Copy the full set of lines exactly as given.
------------------------------------------------------------------------
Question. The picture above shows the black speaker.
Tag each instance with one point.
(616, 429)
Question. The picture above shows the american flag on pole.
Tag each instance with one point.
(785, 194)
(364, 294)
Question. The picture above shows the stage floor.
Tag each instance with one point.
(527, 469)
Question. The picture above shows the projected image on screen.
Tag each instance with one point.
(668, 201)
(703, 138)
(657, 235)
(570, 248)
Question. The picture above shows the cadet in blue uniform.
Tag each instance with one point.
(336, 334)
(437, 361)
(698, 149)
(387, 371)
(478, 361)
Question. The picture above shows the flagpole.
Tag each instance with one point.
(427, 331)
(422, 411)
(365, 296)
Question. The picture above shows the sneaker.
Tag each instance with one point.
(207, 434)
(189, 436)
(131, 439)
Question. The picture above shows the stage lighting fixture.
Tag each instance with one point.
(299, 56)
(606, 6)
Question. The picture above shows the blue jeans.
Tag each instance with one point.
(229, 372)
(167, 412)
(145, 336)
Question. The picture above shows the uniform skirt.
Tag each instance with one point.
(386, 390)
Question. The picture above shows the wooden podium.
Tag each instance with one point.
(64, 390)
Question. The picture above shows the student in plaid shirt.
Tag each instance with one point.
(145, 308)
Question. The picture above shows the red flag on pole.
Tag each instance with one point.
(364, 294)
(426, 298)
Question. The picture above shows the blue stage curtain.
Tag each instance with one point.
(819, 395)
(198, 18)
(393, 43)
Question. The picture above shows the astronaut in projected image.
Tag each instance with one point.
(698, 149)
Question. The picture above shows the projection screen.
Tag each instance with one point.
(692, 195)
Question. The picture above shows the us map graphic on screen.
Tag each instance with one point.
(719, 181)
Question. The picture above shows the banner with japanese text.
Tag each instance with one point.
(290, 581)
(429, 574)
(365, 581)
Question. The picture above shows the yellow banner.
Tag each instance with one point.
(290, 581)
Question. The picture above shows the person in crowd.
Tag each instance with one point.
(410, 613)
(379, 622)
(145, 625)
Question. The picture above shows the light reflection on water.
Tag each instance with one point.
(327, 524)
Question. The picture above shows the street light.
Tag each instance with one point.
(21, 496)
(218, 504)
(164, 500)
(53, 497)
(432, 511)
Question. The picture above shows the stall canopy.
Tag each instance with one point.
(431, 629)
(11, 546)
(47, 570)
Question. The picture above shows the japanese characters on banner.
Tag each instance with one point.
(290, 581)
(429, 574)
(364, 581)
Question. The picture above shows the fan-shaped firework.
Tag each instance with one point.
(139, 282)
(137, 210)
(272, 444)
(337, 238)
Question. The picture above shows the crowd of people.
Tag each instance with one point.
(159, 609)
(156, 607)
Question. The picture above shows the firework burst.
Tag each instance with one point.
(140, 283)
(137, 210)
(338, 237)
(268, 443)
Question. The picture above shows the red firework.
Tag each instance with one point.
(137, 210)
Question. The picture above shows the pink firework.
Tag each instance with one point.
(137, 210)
------------------------------------------------------------------------
** The output **
Question. The picture above shows the black speaker.
Tag each instance with one point.
(616, 429)
Question. The picture above shows the american flag on pole.
Tag each instance with one point.
(785, 194)
(364, 294)
Question. The picture above shows the stage floor.
Tag each instance with one point.
(527, 469)
Question. The picture above shows the projected image on screen.
Tag each instance with one point.
(668, 201)
(703, 138)
(657, 235)
(570, 248)
Question. The picture above shows the cadet in blue uniform.
Tag each instance with one point.
(336, 334)
(437, 361)
(698, 149)
(387, 371)
(478, 361)
Question. The picture above shows the flagpole.
Tag each instance with one point.
(427, 331)
(422, 411)
(365, 296)
Question. The picture above shows the sneaker.
Tag each instance with one point.
(207, 434)
(189, 436)
(131, 439)
Question. The picture above shows the stage lighting fixture.
Tag each instance with one point.
(299, 56)
(606, 6)
Question. The picture above shows the blue jeans.
Tag each instance with one point.
(229, 372)
(167, 412)
(145, 336)
Question. The picture above shows the uniform skirt.
Tag each instance with one point.
(386, 390)
Question. The picture above shows the wooden podium.
Tag each instance with one point.
(64, 390)
Question. The picture above shows the student in plaid shirt.
Tag each instance with one point.
(145, 308)
Question. The picture above shows the red flag on pole.
Tag each instance with one point.
(364, 294)
(426, 298)
Question. The picture above shows the blue stage curtain.
Tag each instance with one point.
(819, 395)
(198, 18)
(393, 43)
Question. The picture above shows the astronaut in projected image.
Tag each instance with one point.
(698, 149)
Question. The picture above shows the projection screen.
Tag each instance with one point.
(692, 195)
Question. The picture above shows the us map graphic on screen.
Tag each instance with one point.
(719, 181)
Question. The picture above shows the banner with japanese text.
Tag each instance with one point.
(290, 581)
(429, 574)
(365, 581)
Question. The picture above shows the yellow banner.
Tag each instance with one point.
(290, 581)
Question. The picture above shows the person in crowd.
Tag each instance with one point.
(410, 613)
(379, 622)
(145, 625)
Question. The picture above shows the light reflection on water.
Tag each instance with one point.
(327, 524)
Question. The picture above shows the street light.
Tag each instance with one point.
(21, 496)
(218, 504)
(164, 500)
(53, 497)
(432, 511)
Question. The picture above shows the stall canopy.
Tag each instance with one point.
(431, 629)
(11, 546)
(47, 570)
Question. The picture above shows the japanese characters on banner.
Tag each instance with one point.
(290, 581)
(429, 574)
(364, 581)
Question. The picture above shows the fan-shaped firework.
Tag each instance with one point.
(139, 282)
(137, 210)
(272, 444)
(337, 238)
Question. The picture above shows the crowd of people.
Tag each instance with one point.
(159, 609)
(156, 607)
Question. The picture above shows the firework burst.
Tag each instance with one point.
(140, 283)
(137, 210)
(338, 237)
(268, 443)
Question. The picture above shows the red firework.
Tag each instance with one point.
(137, 210)
Question. The picture above shows the pink firework.
Tag each instance with one point.
(137, 210)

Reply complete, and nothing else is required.